(Extrait fourni)
La presse a noté les multiples conflits d’intérêts qui entachent cette affaire et expliquent l’acharnement des élus locaux. Mais le mal est plus profond : au-delà des arrangements entre amis, c’est l’idéologie de la croissance productiviste qui cimente les « décideurs ». Et c’est le discrédit croissant de cette idéologie qui leur fait perdre les pédales. La « violence extrême » attribuée aux opposants par Manuel Valls était en réalité orchestrée, avant même la mort de Rémi Fraisse, par la préfecture et le conseil général du Tarn, comme l’attestent les nombreuses plaintes en justice déposées ces derniers mois par des victimes de la répression de tous âges et de toutes origines. Les notables de droite et de gauche qui communient dans la religion de la croissance ne savent pas réagir autrement que par la violence au spectacle de ces militants inventifs qui défendent un bien commun parmi les plus importants dont nous disposions encore, ces rares espaces naturels encore préservés du béton et des pesticides. Leur action pacifique construit le commun comme une « co-obligation fondée sur la codécision et la co-activité [^2] » : co-obligation des habitants de la Terre envers les écosystèmes naturels, codécision et co-activité dans les actions de résistance. Mais aussi, après la victoire contre le projet inutile, codécision et co-activité dans l’usage de la ZAD (zone à défendre), comme on le voit par exemple à Notre-Dame-des-Landes.

Dans ces luttes, l’État n’est pas un outil au service de l’émancipation et du commun, mais un adversaire. Avec la mondialisation financière et le productivisme exacerbé, la corruption endémique du « système électoral d’assemblées démocratiquement élues » l’a fait échapper aux électeurs et aux citoyens. Il faudra une refondation complète de la machine étatique, une cure massive de démocratie directe et de contrôle citoyen, pour arracher l’État des mains des oligarchies productivistes.

[^2]: Selon les termes de Pierre Dardot et Christian Laval dans Commun. Essai sur la révolution au XXe siècle, La Découverte, 2014.

**Thomas Coutrot** est membre du Conseil scientifique d’Attac.

(Quelques enregistrements)
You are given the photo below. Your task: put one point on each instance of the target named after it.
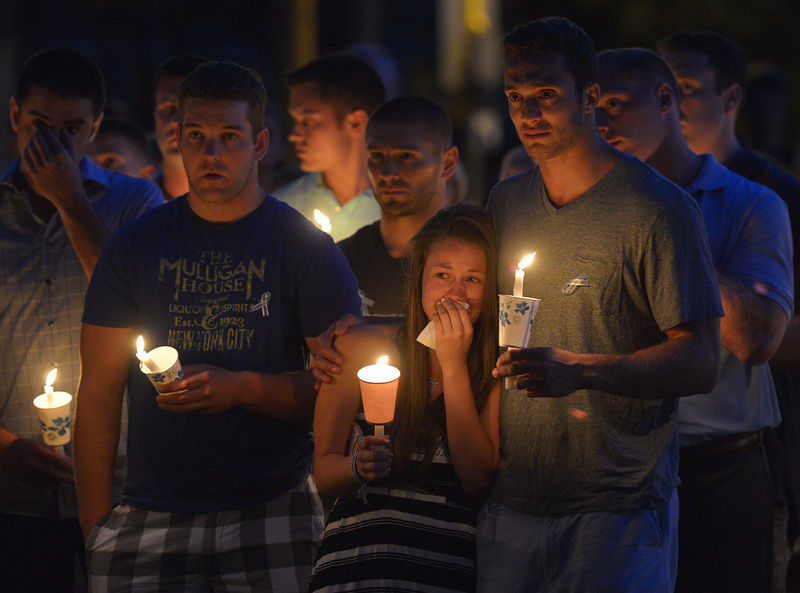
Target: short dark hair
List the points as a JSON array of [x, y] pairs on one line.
[[179, 66], [226, 81], [418, 110], [66, 72], [556, 35], [727, 59], [122, 126], [643, 65], [344, 80]]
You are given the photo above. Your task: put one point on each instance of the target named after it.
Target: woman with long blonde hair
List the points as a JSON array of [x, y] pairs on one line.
[[405, 513]]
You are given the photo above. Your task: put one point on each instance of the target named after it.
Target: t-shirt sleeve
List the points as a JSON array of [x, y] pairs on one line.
[[326, 287], [109, 301], [762, 256], [679, 273]]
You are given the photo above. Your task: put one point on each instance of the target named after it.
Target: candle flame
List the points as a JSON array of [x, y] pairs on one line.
[[526, 261], [323, 221]]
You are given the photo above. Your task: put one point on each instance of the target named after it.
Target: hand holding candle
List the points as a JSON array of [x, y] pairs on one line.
[[379, 392]]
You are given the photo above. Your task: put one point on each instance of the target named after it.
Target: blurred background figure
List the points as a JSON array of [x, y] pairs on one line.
[[330, 101], [411, 157], [121, 145], [171, 177]]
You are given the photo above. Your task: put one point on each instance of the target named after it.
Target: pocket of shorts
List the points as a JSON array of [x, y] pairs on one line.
[[105, 522], [603, 294]]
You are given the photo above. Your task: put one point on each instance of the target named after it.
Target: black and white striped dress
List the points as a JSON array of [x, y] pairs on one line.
[[402, 537]]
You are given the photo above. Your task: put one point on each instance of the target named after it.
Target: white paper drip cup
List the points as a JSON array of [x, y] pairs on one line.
[[167, 364], [55, 416], [379, 394], [516, 321]]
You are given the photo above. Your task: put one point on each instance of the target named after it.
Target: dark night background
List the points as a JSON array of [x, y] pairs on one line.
[[129, 38]]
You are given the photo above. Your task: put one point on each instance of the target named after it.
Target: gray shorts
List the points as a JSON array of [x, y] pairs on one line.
[[267, 547], [621, 551]]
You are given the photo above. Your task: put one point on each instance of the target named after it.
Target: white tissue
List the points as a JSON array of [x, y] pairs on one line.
[[427, 337]]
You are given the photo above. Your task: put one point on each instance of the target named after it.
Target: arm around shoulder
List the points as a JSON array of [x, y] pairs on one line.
[[105, 357]]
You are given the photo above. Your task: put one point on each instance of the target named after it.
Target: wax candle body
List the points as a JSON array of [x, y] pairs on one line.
[[519, 277]]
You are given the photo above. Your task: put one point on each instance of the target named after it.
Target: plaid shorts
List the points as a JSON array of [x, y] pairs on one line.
[[264, 548]]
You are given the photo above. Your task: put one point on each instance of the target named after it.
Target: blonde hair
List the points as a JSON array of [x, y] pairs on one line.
[[416, 421]]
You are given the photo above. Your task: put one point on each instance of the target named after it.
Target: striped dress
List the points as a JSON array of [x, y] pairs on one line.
[[401, 537]]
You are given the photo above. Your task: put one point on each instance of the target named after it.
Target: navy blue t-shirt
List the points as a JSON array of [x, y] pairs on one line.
[[240, 296]]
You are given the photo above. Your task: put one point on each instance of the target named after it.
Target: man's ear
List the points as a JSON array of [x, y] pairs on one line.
[[356, 122], [666, 98], [262, 143], [449, 161], [733, 98], [14, 111], [591, 97]]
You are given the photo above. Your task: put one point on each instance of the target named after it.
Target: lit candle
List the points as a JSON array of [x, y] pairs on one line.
[[144, 357], [323, 221], [54, 411], [519, 275], [48, 386], [379, 392]]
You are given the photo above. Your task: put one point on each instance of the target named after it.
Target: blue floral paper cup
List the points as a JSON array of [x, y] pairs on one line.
[[516, 320], [55, 416]]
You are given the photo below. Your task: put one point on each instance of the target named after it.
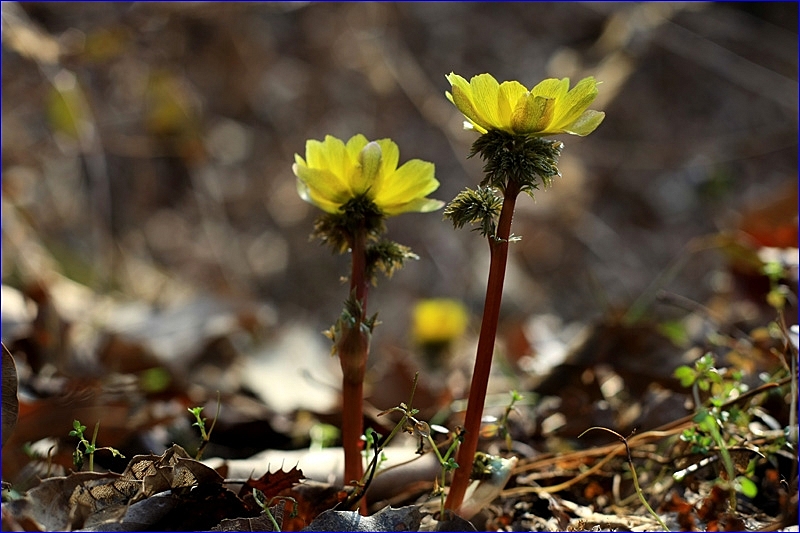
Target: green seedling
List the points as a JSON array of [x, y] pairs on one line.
[[89, 448], [512, 122], [635, 478], [722, 385], [265, 506], [200, 422], [358, 185]]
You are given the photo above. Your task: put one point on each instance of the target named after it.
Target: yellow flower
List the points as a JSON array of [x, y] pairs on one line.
[[550, 108], [439, 320], [334, 173]]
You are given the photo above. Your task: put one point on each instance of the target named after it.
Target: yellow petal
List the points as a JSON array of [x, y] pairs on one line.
[[533, 114], [586, 123], [314, 196], [390, 156], [322, 184], [508, 97], [485, 97], [370, 161], [552, 88], [462, 97], [355, 145], [463, 101], [575, 103], [414, 179]]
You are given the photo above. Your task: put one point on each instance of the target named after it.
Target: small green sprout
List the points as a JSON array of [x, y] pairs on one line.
[[89, 448], [258, 496], [200, 422]]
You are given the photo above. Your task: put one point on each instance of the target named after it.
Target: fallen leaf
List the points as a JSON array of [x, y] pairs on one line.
[[10, 400], [387, 519]]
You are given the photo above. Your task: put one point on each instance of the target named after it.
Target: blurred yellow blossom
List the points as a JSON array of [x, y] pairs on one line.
[[333, 173], [550, 108], [439, 320]]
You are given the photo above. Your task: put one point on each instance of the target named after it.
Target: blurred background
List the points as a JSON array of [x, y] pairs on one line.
[[147, 152]]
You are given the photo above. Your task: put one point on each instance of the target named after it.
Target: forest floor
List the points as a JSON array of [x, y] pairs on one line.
[[157, 268]]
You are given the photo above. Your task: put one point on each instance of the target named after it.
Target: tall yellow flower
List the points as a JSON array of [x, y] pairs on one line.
[[334, 173], [550, 108]]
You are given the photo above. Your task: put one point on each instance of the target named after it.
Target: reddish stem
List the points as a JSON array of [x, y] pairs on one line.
[[353, 348], [498, 247]]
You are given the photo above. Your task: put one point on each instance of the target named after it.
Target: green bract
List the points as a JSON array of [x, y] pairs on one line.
[[550, 108], [334, 173]]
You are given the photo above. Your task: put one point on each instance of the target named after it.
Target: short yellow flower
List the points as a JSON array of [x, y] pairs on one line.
[[550, 108], [334, 173], [439, 320]]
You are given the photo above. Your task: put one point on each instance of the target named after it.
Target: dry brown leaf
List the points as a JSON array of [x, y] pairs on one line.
[[10, 399]]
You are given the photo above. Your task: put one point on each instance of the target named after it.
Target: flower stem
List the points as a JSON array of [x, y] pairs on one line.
[[353, 358], [498, 246]]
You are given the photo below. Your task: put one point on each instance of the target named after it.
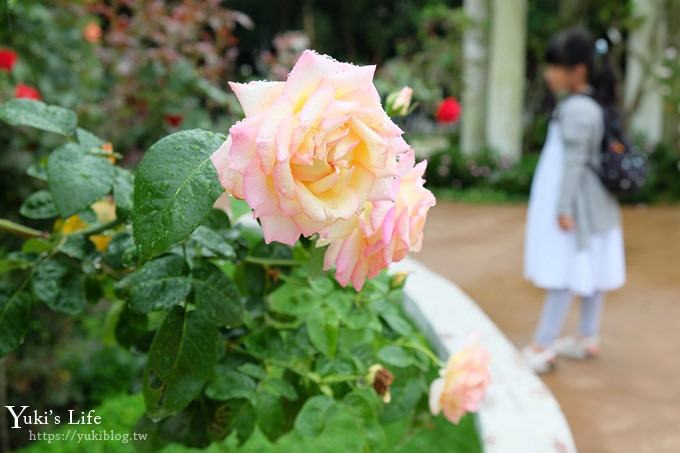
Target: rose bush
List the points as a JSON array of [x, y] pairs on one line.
[[244, 340]]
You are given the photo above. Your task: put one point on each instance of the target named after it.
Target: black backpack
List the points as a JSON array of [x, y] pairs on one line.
[[623, 169]]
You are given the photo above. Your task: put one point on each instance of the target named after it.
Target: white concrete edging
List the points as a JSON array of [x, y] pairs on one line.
[[519, 414]]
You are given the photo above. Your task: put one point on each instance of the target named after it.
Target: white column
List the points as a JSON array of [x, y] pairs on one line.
[[642, 97], [475, 44], [505, 101]]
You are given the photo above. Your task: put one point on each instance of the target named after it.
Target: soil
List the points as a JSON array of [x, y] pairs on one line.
[[627, 400]]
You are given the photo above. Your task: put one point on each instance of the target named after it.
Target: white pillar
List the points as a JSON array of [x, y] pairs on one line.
[[505, 101], [475, 44], [642, 96]]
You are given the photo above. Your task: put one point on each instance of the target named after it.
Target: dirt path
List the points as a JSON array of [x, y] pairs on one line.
[[629, 399]]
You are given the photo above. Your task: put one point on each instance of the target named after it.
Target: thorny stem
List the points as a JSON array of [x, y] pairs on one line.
[[431, 355], [21, 230], [272, 261]]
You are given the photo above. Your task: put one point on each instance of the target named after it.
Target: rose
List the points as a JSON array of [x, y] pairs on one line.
[[462, 384], [26, 92], [8, 59], [384, 232], [312, 150], [399, 102], [92, 32], [448, 110]]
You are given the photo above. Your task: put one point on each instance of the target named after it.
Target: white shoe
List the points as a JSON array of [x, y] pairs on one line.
[[540, 361], [578, 348]]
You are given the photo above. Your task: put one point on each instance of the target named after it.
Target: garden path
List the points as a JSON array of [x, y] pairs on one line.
[[629, 399]]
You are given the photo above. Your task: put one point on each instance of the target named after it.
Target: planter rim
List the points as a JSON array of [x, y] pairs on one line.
[[519, 413]]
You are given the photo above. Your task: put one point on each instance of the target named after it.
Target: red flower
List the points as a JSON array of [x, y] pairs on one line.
[[26, 92], [7, 59], [173, 119], [448, 111]]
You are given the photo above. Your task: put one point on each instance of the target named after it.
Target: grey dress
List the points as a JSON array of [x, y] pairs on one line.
[[582, 195]]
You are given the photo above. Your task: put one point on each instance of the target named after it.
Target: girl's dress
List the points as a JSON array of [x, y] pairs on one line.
[[552, 258]]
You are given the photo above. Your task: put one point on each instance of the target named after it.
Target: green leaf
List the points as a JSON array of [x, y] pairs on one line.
[[77, 179], [269, 415], [181, 358], [322, 328], [77, 246], [311, 418], [37, 245], [38, 170], [39, 205], [406, 393], [158, 285], [217, 219], [88, 139], [228, 384], [395, 355], [175, 188], [116, 249], [15, 315], [59, 285], [123, 181], [26, 112], [213, 242]]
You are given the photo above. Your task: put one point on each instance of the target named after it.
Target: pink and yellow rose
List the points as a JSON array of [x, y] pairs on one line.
[[317, 154], [384, 232], [462, 383]]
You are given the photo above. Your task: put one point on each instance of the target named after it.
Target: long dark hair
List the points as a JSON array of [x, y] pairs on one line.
[[576, 46]]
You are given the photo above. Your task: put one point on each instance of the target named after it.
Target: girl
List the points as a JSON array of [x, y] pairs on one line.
[[574, 241]]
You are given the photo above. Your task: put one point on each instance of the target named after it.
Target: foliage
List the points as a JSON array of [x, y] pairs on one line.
[[485, 179], [430, 50], [119, 415], [239, 340]]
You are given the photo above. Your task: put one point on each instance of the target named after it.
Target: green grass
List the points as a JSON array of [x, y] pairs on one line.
[[479, 196], [121, 414]]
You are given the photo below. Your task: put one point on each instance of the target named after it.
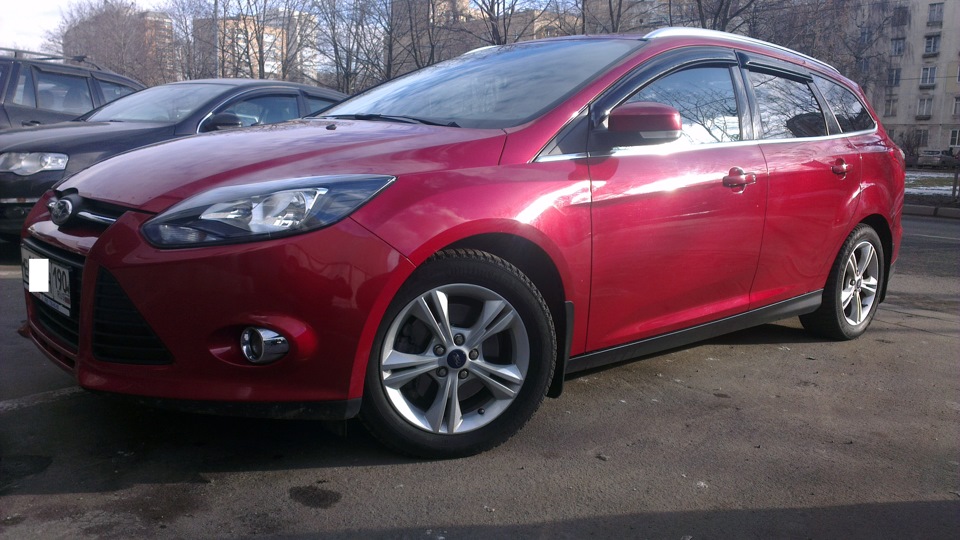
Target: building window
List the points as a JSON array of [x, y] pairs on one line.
[[893, 77], [896, 46], [890, 107], [936, 13], [900, 15]]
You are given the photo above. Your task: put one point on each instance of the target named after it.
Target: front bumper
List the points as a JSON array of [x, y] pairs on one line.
[[324, 291]]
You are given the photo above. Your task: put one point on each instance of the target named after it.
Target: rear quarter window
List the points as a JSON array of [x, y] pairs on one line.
[[851, 114], [788, 107]]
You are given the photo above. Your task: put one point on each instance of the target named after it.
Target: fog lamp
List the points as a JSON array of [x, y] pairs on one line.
[[262, 346]]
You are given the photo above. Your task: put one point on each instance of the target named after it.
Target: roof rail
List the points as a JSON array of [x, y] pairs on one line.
[[32, 55], [702, 32]]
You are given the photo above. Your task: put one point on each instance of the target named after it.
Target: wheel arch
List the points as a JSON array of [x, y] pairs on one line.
[[539, 266], [879, 224]]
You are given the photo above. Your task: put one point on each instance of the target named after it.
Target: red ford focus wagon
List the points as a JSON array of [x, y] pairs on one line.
[[436, 254]]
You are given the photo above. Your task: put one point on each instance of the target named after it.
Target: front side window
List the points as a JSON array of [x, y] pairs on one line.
[[317, 104], [166, 104], [850, 112], [25, 95], [65, 93], [705, 98], [896, 46], [265, 109], [112, 91], [788, 107]]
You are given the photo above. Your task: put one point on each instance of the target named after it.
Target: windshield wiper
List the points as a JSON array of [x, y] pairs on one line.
[[391, 118]]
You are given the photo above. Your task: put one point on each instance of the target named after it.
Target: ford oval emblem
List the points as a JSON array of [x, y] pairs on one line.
[[61, 211]]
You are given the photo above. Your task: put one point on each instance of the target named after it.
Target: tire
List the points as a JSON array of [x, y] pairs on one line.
[[852, 292], [462, 358]]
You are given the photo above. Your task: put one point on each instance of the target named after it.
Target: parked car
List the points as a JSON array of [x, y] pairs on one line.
[[37, 88], [936, 159], [436, 254], [34, 159]]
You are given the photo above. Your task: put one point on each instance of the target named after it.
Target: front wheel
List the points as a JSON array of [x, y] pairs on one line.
[[852, 293], [462, 359]]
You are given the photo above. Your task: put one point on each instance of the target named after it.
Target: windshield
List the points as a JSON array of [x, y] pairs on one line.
[[495, 87], [167, 104]]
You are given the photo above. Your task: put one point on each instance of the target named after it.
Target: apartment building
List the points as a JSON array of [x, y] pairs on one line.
[[920, 102]]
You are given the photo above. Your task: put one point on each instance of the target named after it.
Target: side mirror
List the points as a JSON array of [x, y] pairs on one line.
[[642, 123], [221, 121]]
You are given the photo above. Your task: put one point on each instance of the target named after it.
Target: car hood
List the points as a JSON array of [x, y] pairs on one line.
[[153, 179], [78, 136]]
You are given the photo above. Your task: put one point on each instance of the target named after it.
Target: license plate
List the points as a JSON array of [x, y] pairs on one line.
[[60, 279]]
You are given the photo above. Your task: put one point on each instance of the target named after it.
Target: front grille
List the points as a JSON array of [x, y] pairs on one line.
[[65, 329], [120, 333]]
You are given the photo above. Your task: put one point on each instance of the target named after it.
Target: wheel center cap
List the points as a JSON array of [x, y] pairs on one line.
[[456, 359]]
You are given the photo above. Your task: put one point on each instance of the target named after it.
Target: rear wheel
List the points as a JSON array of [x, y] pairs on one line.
[[462, 358], [852, 293]]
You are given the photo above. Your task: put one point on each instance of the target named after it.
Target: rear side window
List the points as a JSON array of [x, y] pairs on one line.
[[112, 91], [788, 108], [65, 93], [705, 98], [850, 112]]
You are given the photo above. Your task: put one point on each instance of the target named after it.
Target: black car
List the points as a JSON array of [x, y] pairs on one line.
[[37, 88], [33, 159]]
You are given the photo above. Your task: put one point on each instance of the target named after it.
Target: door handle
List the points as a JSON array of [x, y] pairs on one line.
[[737, 178], [840, 168]]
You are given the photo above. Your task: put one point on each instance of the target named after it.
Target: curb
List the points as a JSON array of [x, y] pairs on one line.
[[931, 211]]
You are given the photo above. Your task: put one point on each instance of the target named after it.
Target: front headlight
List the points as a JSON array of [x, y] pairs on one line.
[[27, 163], [262, 211]]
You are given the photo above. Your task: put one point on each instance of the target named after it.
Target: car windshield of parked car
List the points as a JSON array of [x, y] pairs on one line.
[[494, 87], [167, 104]]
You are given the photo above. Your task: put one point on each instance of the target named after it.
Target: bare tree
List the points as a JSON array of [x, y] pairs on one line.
[[117, 35], [505, 21]]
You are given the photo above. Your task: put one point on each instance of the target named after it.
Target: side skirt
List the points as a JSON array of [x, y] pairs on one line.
[[781, 310]]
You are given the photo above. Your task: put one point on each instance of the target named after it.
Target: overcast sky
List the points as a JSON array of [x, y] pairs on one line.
[[23, 23]]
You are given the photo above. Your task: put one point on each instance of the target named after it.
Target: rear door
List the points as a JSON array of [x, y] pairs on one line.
[[814, 181], [676, 240]]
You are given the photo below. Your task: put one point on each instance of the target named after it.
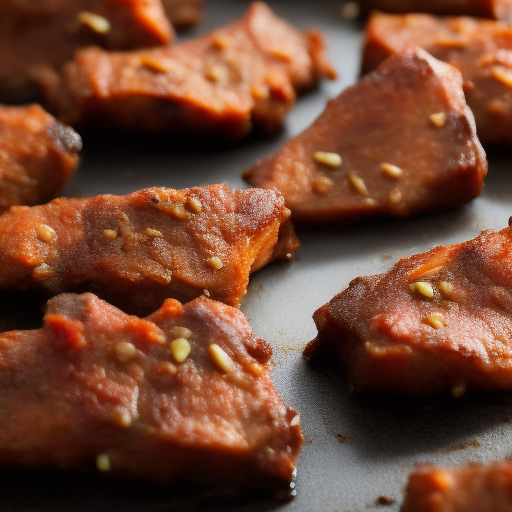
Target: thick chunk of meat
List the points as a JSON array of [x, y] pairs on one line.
[[400, 141], [181, 396], [139, 249], [480, 49], [35, 34], [486, 488], [221, 84], [37, 155], [436, 322]]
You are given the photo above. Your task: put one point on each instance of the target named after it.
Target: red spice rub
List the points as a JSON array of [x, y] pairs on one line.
[[436, 322], [37, 155], [221, 84], [400, 141], [98, 388]]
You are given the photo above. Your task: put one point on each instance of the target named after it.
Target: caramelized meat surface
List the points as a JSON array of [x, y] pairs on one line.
[[480, 49], [139, 249], [436, 322], [181, 396], [37, 155], [474, 487], [400, 141], [221, 84]]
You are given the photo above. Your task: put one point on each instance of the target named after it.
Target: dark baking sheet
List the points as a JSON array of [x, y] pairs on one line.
[[357, 448]]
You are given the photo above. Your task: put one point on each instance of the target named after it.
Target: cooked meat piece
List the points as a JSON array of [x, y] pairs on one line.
[[400, 141], [436, 322], [39, 33], [247, 72], [181, 396], [37, 155], [139, 249], [474, 487], [480, 49]]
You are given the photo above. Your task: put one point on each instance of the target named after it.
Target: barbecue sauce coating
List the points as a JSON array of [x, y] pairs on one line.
[[37, 155], [221, 84], [98, 388], [399, 142], [437, 322], [139, 249]]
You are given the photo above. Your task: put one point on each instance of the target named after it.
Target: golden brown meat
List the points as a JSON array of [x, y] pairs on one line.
[[183, 396], [139, 249], [480, 49], [400, 141], [37, 155], [436, 322], [221, 84]]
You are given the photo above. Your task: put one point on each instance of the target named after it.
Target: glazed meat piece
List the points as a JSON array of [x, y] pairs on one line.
[[183, 396], [480, 49], [37, 155], [221, 84], [436, 322], [35, 34], [400, 141], [474, 487], [139, 249]]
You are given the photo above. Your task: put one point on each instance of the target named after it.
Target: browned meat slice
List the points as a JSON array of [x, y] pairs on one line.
[[436, 322], [139, 249], [247, 72], [181, 396], [37, 155], [474, 487], [400, 141], [34, 34], [480, 49]]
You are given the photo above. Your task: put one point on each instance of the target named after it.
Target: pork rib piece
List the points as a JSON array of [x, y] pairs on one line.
[[37, 155], [436, 322], [183, 396], [139, 249], [400, 141], [221, 84]]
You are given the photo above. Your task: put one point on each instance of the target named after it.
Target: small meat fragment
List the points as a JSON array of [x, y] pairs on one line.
[[139, 249], [97, 389], [483, 488], [379, 149], [437, 322], [37, 155], [247, 72], [480, 49]]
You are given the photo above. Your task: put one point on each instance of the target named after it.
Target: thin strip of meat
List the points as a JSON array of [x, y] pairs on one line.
[[221, 84], [139, 249], [480, 49], [183, 396], [437, 322], [400, 141], [37, 155]]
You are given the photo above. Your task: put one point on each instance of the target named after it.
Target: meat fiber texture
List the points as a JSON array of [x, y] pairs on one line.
[[139, 249], [95, 388], [37, 155], [437, 322], [400, 141], [247, 73], [480, 49]]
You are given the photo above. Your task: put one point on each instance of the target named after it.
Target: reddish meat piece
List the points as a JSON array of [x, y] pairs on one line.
[[247, 72], [436, 322], [96, 387], [37, 155], [400, 141], [474, 487], [480, 49], [139, 249]]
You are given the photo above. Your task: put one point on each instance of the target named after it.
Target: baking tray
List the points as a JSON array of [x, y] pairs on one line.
[[357, 448]]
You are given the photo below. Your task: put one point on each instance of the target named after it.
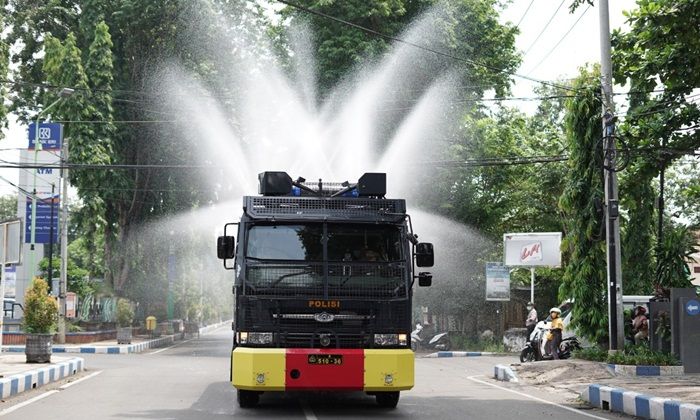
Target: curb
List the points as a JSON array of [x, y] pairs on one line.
[[14, 384], [631, 370], [462, 354], [640, 405], [121, 349], [504, 373]]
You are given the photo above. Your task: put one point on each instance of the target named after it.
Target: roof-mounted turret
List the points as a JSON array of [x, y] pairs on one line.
[[370, 185]]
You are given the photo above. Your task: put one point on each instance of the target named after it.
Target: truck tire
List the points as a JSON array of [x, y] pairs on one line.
[[247, 399], [387, 399]]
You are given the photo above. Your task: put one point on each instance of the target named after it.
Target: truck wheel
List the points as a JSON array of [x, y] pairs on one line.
[[247, 399], [527, 355], [387, 399]]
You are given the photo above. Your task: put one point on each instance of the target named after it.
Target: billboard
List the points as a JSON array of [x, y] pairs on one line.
[[50, 135], [497, 282], [532, 249]]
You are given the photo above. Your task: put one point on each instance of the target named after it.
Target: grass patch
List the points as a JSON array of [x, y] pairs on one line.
[[632, 355]]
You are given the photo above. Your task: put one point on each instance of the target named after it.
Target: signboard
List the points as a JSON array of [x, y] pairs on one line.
[[14, 242], [50, 135], [692, 307], [44, 223], [532, 249], [497, 282], [11, 282]]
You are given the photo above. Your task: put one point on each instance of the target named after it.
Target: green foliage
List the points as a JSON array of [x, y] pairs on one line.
[[4, 61], [125, 313], [595, 354], [643, 356], [584, 254], [78, 278], [469, 28], [40, 309], [639, 355], [674, 253]]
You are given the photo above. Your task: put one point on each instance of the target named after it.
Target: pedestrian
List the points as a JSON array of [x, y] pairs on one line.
[[555, 331], [531, 320], [640, 325]]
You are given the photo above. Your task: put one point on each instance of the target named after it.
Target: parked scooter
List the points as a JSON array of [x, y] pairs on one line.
[[439, 341], [535, 348]]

(Défi)
Reproduisez mot pour mot, s'il vous plaît, l'intégralité du texte sur l'idéologie de la croissance et la répression des opposants dans le Tarn.

(Tâche accomplie)
La presse a noté les multiples conflits d’intérêts qui entachent cette affaire et expliquent l’acharnement des élus locaux. Mais le mal est plus profond : au-delà des arrangements entre amis, c’est l’idéologie de la croissance productiviste qui cimente les « décideurs ». Et c’est le discrédit croissant de cette idéologie qui leur fait perdre les pédales. La « violence extrême » attribuée aux opposants par Manuel Valls était en réalité orchestrée, avant même la mort de Rémi Fraisse, par la préfecture et le conseil général du Tarn, comme l’attestent les nombreuses plaintes en justice déposées ces derniers mois par des victimes de la répression de tous âges et de toutes origines. Les notables de droite et de gauche qui communient dans la religion de la croissance ne savent pas réagir autrement que par la violence au spectacle de ces militants inventifs qui défendent un bien commun parmi les plus importants dont nous disposions encore, ces rares espaces naturels encore préservés du béton et des pesticides. Leur action pacifique construit le commun comme une « co-obligation fondée sur la codécision et la co-activité [^2] » : co-obligation des habitants de la Terre envers les écosystèmes naturels, codécision et co-activité dans les actions de résistance. Mais aussi, après la victoire contre le projet inutile, codécision et co-activité dans l’usage de la ZAD (zone à défendre), comme on le voit par exemple à Notre-Dame-des-Landes.

Dans ces luttes, l’État n’est pas un outil au service de l’émancipation et du commun, mais un adversaire. Avec la mondialisation financière et le productivisme exacerbé, la corruption endémique du « système électoral d’assemblées démocratiquement élues » l’a fait échapper aux électeurs et aux citoyens. Il faudra une refondation complète de la machine étatique, une cure massive de démocratie directe et de contrôle citoyen, pour arracher l’État des mains des oligarchies productivistes.

[^2]: Selon les termes de Pierre Dardot et Christian Laval dans Commun. Essai sur la révolution au XXe siècle, La Découverte, 2014.

**Thomas Coutrot** est membre du Conseil scientifique d’Attac.